- **WHAT YOU HAVE TO DO**: Looking at the entries below, state how many lines contain the word "gable". Give the number alone.

- **DATA EXCERPTS**:
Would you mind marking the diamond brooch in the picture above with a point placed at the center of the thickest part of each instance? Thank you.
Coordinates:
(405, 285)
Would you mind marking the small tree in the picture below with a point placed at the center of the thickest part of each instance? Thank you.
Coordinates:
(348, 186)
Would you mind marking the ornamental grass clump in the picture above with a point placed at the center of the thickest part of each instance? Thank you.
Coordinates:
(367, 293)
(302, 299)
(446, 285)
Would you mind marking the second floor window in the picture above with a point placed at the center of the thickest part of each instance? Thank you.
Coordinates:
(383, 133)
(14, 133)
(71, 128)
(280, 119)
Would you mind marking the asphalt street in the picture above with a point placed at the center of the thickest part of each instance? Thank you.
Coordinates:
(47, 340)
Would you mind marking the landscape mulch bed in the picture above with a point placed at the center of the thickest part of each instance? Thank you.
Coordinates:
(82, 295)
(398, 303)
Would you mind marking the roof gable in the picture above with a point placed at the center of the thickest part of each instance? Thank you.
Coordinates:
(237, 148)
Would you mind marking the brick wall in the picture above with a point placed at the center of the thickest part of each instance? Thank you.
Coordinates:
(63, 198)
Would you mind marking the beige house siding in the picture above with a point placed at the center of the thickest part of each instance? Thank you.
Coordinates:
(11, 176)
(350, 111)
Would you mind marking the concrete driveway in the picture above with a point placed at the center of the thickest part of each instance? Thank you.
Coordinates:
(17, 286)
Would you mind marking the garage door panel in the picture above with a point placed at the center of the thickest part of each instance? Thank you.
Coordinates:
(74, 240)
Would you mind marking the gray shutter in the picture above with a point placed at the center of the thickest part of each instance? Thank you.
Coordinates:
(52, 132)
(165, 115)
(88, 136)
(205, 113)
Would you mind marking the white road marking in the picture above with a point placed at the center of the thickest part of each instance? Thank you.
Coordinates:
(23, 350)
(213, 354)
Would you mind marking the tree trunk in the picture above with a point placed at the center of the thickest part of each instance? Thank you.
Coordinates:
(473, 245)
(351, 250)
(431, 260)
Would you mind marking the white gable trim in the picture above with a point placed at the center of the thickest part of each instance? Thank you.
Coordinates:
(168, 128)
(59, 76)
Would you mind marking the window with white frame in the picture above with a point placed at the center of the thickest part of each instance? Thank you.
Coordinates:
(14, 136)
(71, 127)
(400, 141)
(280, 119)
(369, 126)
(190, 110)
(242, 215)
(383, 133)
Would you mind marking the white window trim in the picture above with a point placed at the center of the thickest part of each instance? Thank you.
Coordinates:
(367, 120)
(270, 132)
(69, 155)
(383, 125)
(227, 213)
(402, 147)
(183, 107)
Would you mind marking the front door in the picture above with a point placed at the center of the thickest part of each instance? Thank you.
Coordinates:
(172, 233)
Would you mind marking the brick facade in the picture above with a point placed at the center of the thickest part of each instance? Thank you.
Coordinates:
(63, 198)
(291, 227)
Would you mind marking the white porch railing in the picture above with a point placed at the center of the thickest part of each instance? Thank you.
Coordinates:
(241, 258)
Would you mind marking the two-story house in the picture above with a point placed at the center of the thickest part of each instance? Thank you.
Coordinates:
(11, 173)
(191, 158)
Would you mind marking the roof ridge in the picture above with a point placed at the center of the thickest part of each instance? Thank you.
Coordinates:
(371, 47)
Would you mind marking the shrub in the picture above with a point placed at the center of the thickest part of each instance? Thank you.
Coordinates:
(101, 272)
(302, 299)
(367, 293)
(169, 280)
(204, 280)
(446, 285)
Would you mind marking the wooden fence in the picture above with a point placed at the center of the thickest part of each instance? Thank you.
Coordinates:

- **RESPONSE TO THIS TASK**: 2